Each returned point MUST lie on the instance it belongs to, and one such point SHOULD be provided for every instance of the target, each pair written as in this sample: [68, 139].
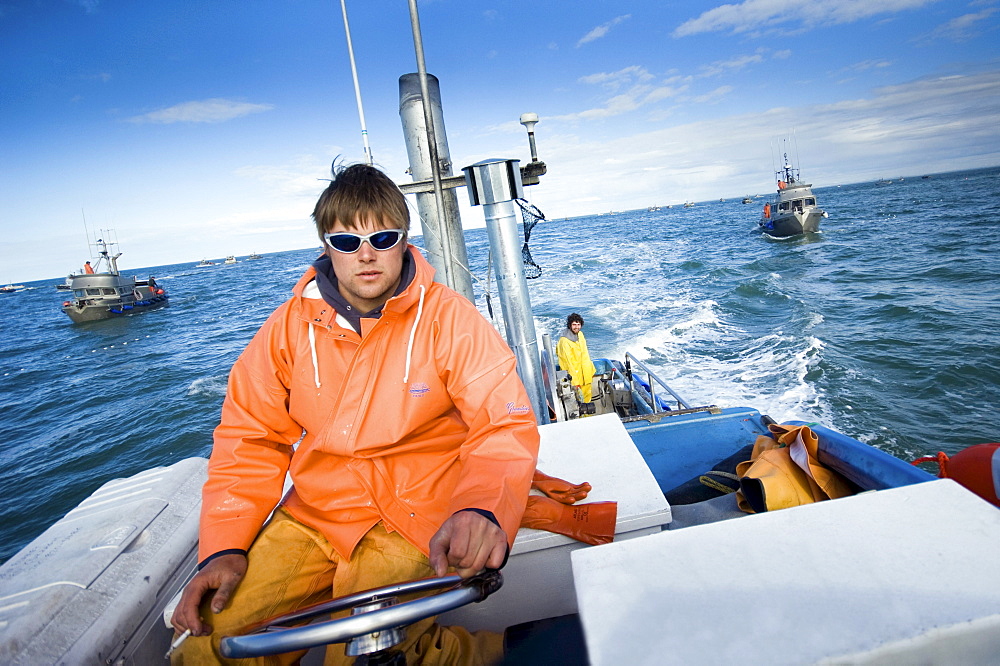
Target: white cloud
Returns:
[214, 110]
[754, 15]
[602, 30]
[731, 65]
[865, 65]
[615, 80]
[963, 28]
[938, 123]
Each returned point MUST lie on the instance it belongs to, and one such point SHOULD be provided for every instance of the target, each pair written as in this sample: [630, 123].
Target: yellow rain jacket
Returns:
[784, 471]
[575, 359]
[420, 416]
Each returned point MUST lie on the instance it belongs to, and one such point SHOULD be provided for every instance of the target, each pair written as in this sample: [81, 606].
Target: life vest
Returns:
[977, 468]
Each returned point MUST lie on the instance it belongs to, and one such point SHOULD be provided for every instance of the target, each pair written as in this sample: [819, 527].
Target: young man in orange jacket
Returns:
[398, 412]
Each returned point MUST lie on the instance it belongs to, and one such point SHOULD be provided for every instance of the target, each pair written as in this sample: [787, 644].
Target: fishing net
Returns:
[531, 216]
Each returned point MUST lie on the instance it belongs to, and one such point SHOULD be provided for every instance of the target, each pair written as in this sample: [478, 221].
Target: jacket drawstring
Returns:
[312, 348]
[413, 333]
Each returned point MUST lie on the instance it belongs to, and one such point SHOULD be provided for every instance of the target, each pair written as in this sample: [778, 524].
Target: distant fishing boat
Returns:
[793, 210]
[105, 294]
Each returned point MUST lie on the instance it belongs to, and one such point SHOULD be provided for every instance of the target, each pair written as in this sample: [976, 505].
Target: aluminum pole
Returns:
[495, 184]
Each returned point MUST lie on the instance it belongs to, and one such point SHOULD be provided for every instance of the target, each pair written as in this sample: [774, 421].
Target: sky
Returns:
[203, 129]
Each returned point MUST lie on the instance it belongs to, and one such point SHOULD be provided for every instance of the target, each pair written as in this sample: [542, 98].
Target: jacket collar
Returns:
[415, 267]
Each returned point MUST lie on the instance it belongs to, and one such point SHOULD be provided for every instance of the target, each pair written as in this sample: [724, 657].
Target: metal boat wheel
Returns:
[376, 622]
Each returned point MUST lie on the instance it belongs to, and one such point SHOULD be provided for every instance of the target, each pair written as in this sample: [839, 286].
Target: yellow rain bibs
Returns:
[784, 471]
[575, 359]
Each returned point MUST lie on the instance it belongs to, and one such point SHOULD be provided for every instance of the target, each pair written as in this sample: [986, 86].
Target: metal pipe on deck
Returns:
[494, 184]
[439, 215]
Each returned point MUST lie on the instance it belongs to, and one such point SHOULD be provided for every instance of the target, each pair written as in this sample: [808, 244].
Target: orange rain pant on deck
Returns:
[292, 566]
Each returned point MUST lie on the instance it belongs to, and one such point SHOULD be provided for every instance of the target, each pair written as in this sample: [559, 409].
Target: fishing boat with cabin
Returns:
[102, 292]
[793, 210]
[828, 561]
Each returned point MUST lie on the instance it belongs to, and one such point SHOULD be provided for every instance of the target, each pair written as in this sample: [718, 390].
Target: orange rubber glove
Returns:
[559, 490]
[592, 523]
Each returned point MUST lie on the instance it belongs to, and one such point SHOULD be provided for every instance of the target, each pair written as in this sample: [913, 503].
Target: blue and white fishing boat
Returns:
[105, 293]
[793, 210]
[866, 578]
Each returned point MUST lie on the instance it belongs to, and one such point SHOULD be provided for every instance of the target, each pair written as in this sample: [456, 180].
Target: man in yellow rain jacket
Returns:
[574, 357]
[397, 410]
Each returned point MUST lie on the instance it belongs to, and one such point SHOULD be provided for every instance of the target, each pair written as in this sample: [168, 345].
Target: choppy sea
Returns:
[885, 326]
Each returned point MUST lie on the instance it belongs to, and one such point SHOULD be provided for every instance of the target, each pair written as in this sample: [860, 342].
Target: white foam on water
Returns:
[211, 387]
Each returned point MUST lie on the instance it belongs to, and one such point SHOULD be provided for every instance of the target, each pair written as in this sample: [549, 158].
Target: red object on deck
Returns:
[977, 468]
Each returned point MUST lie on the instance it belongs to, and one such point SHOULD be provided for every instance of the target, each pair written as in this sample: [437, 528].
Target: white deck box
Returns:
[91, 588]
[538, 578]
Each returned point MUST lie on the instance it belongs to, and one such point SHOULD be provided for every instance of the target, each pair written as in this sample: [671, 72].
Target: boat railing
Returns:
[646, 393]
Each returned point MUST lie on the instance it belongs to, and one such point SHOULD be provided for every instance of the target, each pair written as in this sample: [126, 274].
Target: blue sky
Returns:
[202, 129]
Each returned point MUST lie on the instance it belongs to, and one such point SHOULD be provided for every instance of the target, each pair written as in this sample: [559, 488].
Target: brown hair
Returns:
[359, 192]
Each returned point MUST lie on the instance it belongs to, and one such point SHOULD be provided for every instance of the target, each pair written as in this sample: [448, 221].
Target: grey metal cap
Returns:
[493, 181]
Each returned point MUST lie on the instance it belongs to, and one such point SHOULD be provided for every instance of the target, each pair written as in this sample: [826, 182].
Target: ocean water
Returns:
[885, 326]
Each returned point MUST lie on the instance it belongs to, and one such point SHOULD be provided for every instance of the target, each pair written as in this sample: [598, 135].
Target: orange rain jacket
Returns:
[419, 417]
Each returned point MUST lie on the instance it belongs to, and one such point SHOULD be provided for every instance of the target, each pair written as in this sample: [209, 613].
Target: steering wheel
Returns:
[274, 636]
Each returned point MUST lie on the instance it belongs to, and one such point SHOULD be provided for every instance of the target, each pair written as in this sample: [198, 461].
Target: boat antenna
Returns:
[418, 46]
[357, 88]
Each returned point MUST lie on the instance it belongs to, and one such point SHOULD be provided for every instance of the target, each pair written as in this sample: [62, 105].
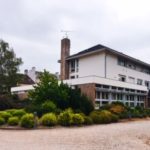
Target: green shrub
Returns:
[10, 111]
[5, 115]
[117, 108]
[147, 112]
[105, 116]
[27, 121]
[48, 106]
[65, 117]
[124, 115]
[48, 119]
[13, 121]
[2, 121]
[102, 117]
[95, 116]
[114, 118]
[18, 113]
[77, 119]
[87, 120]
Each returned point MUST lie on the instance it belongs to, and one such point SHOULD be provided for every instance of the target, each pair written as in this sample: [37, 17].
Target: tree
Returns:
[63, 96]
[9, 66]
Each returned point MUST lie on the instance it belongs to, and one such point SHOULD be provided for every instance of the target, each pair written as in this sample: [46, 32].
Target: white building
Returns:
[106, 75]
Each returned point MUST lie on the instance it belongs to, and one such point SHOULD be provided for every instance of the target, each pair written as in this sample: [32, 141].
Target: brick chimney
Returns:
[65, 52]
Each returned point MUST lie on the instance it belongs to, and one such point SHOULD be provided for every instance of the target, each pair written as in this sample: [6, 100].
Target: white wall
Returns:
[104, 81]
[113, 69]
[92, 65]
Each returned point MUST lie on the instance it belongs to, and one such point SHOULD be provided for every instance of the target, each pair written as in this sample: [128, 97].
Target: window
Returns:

++++++++++++++++++++

Your task » Restate every line above exactly, omitting images.

Written response »
Each returned point MUST lie on the instance it belongs to, and one such point SHOULD be provided for every instance of the target, each pair written as in this sample: [68, 139].
Target: white cloud
Returns:
[214, 110]
[754, 15]
[602, 30]
[731, 65]
[865, 65]
[615, 80]
[963, 28]
[938, 123]
Each returned point MUST lie on the instance it belongs to, and one such point SHOULD be provided for every instance of the target, each pair written as in this sample: [630, 123].
Target: yellow rain jacket
Returns:
[784, 471]
[575, 359]
[420, 416]
Each returned point MUST lie on the instance it belongs to, and one such point SHOULD be provided for every instance of the target, each pair written as in this sample: [81, 606].
Target: life vest
Returns:
[977, 468]
Each returned point MUST lie on the instance it belongs to, and one such point SHOULD be provided for every instance of the target, each pair written as in this sample: [819, 527].
Target: young man in orange jacket
Returns:
[398, 412]
Each returned point MUST lie on the instance it belongs to, and one such point SHOULD be provided for every instance of the target, each pair written as in this sample: [787, 644].
Target: fishing net
Returns:
[531, 216]
Each returned point MUST lie on the instance it belongs to, and one such point SHOULD be provided for every instance of the target, each pair written as in this sample: [478, 221].
Target: jacket drawstring
Returns:
[312, 348]
[413, 333]
Each returned point MUST lie on the instance it belongs to, and one such point SHOULD be provided for every instance of the target, each pair written as in this sample: [778, 524].
Target: distant fishing boat
Returns:
[793, 210]
[105, 294]
Each returned point MUST lie on the instance it belongs to, and one such point SHOULD be provided for every instance of the target, each pair written as in this sample: [976, 505].
Target: aluminum pole
Returns:
[495, 184]
Each returned point MUST lie on the instance it belongs to, and one such point SHOULD be provided for every instance of the target, each pair written as in this sample: [774, 421].
Target: sky
Returns:
[203, 129]
Each returned point MUST lie on the instance it belongs to, and one such point SHOULD be provided for every instance of the target, each pair written as in this sample: [542, 98].
Target: jacket collar
Returns:
[415, 267]
Each returned point MUST lie on the instance it belongs to, and one such point SHOULD be provided for every instance of the target, each pair written as in this sample: [724, 657].
Target: metal boat wheel
Returns:
[376, 622]
Each returned point MUST lie on the instance it belongs to, and one such point SHOULD be provided for every instance of the target, each pair written as in this sample: [839, 286].
Target: yellow rain bibs
Returns:
[784, 471]
[575, 359]
Each returned point MUST lie on the instance it belongs to, and one such point SHOULD be provided for every instance of the target, each pair written as in this sample: [986, 86].
Target: metal pipe on deck
Returns:
[494, 184]
[439, 215]
Each returned point MUST lie on the instance it belongs to, and one such point SHOULD be provided for every instance of the target, each pair written as in this sample: [808, 244].
Target: orange rain pant on deck
Returns:
[292, 566]
Each returned point MUST lie on the instance it belongs to, and one such point SHOULD be provided for every instance of the target, each pair written as in this sample: [559, 409].
Target: fishing boat with cabin
Returns:
[102, 292]
[793, 210]
[828, 561]
Each returned point MUST lie on the instance it belongs to, and one such point SHOULD be provided for every instance of the target, each pair written as in this sample: [718, 390].
Target: orange rubber glove
Returns:
[559, 490]
[592, 523]
Each returned point MUST lie on the instance it belongs to, and one such point SHOULD be provided for every instance of the target, each pair written as in this sample: [913, 503].
Target: blue and white fishing boat
Returns:
[105, 293]
[793, 210]
[866, 578]
Each returned point MUST lie on the instance it belongs to, and one such point SHOULD be provided for every instance of the target, each pair written as in this sample: [456, 180].
Target: man in yellow rain jacket
Returns:
[574, 357]
[397, 410]
Each returned point MUST lie on the instance it belongs to, and one such point SHOULD be provided for every instance of the target, each pair written as in this sample: [168, 345].
Target: choppy sea
Returns:
[885, 326]
Each returned point MUST lie on the instance it belongs to, and one such point SHOULD be provided for every instance of the target, each pair written as in this sample: [860, 342].
Target: white foam on water
Returns:
[211, 387]
Each returned point MUST lie on the instance it belongs to, and one such point SHOULD be provided for every instance of the target, each pair written as in this sample: [549, 158].
Target: red object on deck
Returns:
[977, 468]
Each returned point MUST lie on the instance it belongs to, and one such point SHOULD be provided for every instance of the target, each pair written as in this sample: [437, 528].
Target: white deck box
Returns:
[91, 588]
[538, 578]
Each returned point MUST lie on the instance it belongs to, and one such point SHOULD be provided for every instance of the target, each pair written as in this sample: [671, 72].
Target: boat railing
Returns:
[646, 393]
Each returned point MUST lie on the instance it belongs to, and one such point SHOULD be provided for every instance of the target, each pair written as in this sample: [126, 274].
Target: blue sky
Returns:
[202, 129]
Each returned point MUST lie on the instance it belongs to, and one such point SHOULD be provided for every instance of the target, each pair written as in this sample: [559, 488].
Target: brown hair
Returns:
[359, 192]
Each returned point MUST lie on the instance it belongs to, and one such point SHOULD be provided for every instance of the target, each pair written as in this sample: [448, 221].
Target: grey metal cap
Returns:
[493, 181]
Each returned point MUST lie on the instance it belongs to, and one such point SHOULD be provided for every instance of the target, each pair written as in this sample: [826, 182].
Target: ocean water
Returns:
[885, 326]
Each returned point MUST lie on the instance it belongs to, and one such point SHOULD be provided for every instance of the target, each pair written as in this sample: [598, 135].
Target: orange rain jacket
Returns:
[419, 417]
Each returned point MUST lie on the instance it belongs to, and one such point SHOULD be provided for every instance of the target, each pair written as in this sample: [209, 613].
Target: steering wheel
Returns:
[274, 636]
Each returned point MUST lie on the instance it belongs to, and one such point SHOULD be provided for every instance of the target, each pair written as in this sample: [198, 461].
Target: boat antenna
Returns:
[418, 46]
[357, 88]
Each returned point MUST lie on the instance it belongs to, and one such point SHOULD be provided for every instance of the target, each pair written as in this sample: [62, 105].
Target: green shrub
Returns:
[10, 111]
[5, 115]
[117, 108]
[147, 112]
[105, 116]
[27, 121]
[48, 106]
[65, 117]
[124, 115]
[48, 119]
[13, 121]
[2, 121]
[102, 117]
[95, 116]
[114, 118]
[18, 113]
[77, 119]
[87, 120]
Each returned point MUST lie on the instance it belongs to, and one such point SHOULD be provided for every instance of the target, each pair written as in this sample: [37, 17].
Target: tree
Returns:
[63, 96]
[9, 66]
Each returned point MUST lie on the instance it belongs to, and one such point SHOULD be provided for every instance of the target, each pair written as in this sample: [46, 32].
Target: white building
Returns:
[106, 75]
Each returned point MUST lie on the instance it belongs to, and one such point SHOULD be provided for every instance of the target, each pair written as in this sample: [32, 141].
Target: brick chimney
Returns:
[65, 52]
Each returned point MUST lie on the instance it belongs to, and one such point SHOULD be provided for every instance of the target, each pair written as in this sample: [6, 100].
Target: white wall
Returns:
[104, 81]
[113, 69]
[92, 65]
Each returned point MUST lie on the instance it belongs to, and one such point SHOULD be provided for every instance of the target, each pair written as in this sample: [128, 97].
Target: window
Returns:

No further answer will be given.